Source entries
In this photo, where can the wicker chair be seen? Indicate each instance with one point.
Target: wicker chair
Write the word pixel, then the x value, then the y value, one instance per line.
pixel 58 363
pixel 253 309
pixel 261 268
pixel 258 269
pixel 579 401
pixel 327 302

Problem to solve >> Quote the entries above verbatim, keeping every line as it appears.

Answer to this problem >>
In this photo, where can the wicker chair be seen? Indicate each instance with one point.
Target: wicker chair
Write the word pixel, then the x value, then the y value, one instance per line.
pixel 58 363
pixel 253 309
pixel 261 268
pixel 258 269
pixel 579 401
pixel 327 302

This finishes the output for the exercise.